TASK TO COMPLETE:
Convert the material below into a numbered list with one line per item, leaving out every blank line.

DATASET ROWS:
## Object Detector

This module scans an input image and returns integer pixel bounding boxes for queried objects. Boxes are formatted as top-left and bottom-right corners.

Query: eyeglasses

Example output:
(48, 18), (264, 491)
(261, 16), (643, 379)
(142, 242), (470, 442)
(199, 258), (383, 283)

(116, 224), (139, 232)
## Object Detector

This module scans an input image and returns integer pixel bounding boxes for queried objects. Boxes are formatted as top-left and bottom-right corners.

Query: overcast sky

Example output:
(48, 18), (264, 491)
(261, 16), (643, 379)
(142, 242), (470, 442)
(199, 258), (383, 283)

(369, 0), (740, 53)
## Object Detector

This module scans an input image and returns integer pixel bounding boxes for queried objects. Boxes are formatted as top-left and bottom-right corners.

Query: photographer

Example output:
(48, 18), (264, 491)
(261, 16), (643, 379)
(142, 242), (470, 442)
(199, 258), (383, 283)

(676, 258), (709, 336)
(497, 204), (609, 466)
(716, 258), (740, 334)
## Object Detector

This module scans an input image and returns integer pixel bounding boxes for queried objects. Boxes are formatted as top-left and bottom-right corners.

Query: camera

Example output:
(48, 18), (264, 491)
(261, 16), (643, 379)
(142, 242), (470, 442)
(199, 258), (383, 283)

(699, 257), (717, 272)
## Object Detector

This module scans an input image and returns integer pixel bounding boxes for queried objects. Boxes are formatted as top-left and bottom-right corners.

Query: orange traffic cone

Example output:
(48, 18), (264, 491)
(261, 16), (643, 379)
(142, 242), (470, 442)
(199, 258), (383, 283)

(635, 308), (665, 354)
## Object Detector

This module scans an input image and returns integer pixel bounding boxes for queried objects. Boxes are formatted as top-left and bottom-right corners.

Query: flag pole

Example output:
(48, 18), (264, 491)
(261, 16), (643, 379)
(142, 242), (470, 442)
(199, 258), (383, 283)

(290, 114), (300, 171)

WORKED SOLUTION:
1. ## Object Detector
2. This module scans an input image and returns integer pixel bounding boxes for queried objects. Boxes are formatted as top-left and bottom-right corners.
3. Query: eyeglasses
4. Example output:
5. (48, 18), (264, 491)
6. (261, 16), (643, 379)
7. (142, 242), (470, 442)
8. (199, 258), (383, 283)
9. (116, 224), (139, 232)
10. ## Object Detector
11. This module scans an input image and returns integer pixel bounding boxes for queried objects. Boxes are formatted as top-left and bottom-right corners.
12. Query: overcast sky
13. Example output:
14. (48, 18), (264, 491)
15. (261, 16), (643, 379)
16. (142, 242), (470, 442)
17. (199, 258), (383, 283)
18. (369, 0), (740, 53)
19. ## Object Detector
20. This module scans an input image and returns integer pixel bounding boxes for queried objects. Boxes are formatted as top-left and bottom-right corners.
21. Query: photographer
22. Example output:
23. (48, 18), (264, 491)
24. (261, 16), (643, 379)
25. (142, 242), (470, 442)
26. (199, 258), (383, 283)
27. (676, 258), (709, 336)
28. (497, 204), (609, 466)
29. (716, 258), (740, 334)
30. ## Object Detector
31. This module scans an input image and returns integer pixel bounding boxes for queried objects. Boxes are formatted as top-left and bottom-right corners.
32. Query: camera
33. Example output:
34. (48, 18), (264, 491)
35. (261, 16), (643, 379)
36. (142, 242), (470, 442)
37. (199, 258), (383, 283)
38. (699, 257), (717, 272)
39. ## Object Detector
40. This module scans an input image and returns integer pixel bounding boxes for queried objects. Boxes are formatted as top-left and bottom-right corners.
41. Query: orange traffic cone
42. Example output:
43. (48, 18), (264, 491)
44. (261, 16), (643, 379)
45. (142, 242), (470, 442)
46. (199, 258), (383, 283)
47. (635, 308), (665, 354)
48. ## Object Detector
49. This module scans an input image and returns integer pixel bounding boxes for queried objects. Boxes are formatted as top-left and bottom-right corners.
50. Query: flag pole
51. Example output:
52. (48, 18), (264, 491)
53. (261, 16), (643, 379)
54. (142, 242), (470, 442)
55. (199, 258), (383, 283)
56. (290, 114), (300, 171)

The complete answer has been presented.